### SET PROBLEM
Reproduce, word for word, every line starting at the line that contains "Where can the blue" and ending with the final line of the entries.

### DATA RECORDS
▬▬▬

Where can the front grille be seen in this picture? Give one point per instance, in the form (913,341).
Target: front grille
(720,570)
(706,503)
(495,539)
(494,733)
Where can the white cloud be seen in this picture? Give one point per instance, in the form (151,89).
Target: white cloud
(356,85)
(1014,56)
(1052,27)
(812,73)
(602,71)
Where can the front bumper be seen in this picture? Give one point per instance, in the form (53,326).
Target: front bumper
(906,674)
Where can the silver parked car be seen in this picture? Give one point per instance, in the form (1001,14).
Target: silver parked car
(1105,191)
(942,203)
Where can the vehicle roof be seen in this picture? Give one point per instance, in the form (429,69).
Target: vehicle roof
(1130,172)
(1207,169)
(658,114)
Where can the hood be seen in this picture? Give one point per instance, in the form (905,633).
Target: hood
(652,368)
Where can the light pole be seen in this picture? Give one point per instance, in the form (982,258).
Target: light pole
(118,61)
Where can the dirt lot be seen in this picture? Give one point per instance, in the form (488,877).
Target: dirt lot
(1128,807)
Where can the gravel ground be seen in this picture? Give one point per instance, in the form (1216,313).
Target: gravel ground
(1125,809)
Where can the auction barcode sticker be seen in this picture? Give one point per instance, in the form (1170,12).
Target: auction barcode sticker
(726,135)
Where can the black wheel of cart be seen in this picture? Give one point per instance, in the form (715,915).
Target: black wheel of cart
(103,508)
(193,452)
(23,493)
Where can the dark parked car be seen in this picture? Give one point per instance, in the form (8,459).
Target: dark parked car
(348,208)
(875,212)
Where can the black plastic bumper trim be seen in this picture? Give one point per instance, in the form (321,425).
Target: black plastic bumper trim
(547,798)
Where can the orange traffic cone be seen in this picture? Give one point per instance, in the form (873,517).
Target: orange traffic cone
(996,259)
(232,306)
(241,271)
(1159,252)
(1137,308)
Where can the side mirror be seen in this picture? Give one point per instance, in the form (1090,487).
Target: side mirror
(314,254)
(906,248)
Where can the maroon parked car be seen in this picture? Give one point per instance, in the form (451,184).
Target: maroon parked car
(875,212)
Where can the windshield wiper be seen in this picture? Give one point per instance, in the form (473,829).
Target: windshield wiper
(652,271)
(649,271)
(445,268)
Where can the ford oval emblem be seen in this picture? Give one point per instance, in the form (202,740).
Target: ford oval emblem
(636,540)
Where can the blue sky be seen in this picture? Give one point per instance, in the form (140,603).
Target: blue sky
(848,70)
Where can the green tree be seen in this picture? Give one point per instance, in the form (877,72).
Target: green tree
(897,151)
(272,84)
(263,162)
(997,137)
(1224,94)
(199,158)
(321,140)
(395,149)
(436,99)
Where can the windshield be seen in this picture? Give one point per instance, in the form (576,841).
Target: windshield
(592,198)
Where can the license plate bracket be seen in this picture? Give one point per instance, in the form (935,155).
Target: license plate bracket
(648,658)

▬▬▬

### TASK ANSWER
Where can the blue sky be seen in this picture? Give one point per instance, in the form (140,603).
Target: blue sky
(848,70)
Where can the green tree be seen in this picture? Give one point per instance, in the form (877,72).
Target: green tree
(897,151)
(272,84)
(263,162)
(997,137)
(1224,94)
(199,158)
(321,140)
(395,149)
(436,99)
Where can the windshield be seen in this picture? Give one point per instance, in the form (576,841).
Target: windshield
(592,198)
Where can the license plate bracket be seen in this picture? Give one point per instance, in the form (935,155).
Target: license plate bracket
(648,658)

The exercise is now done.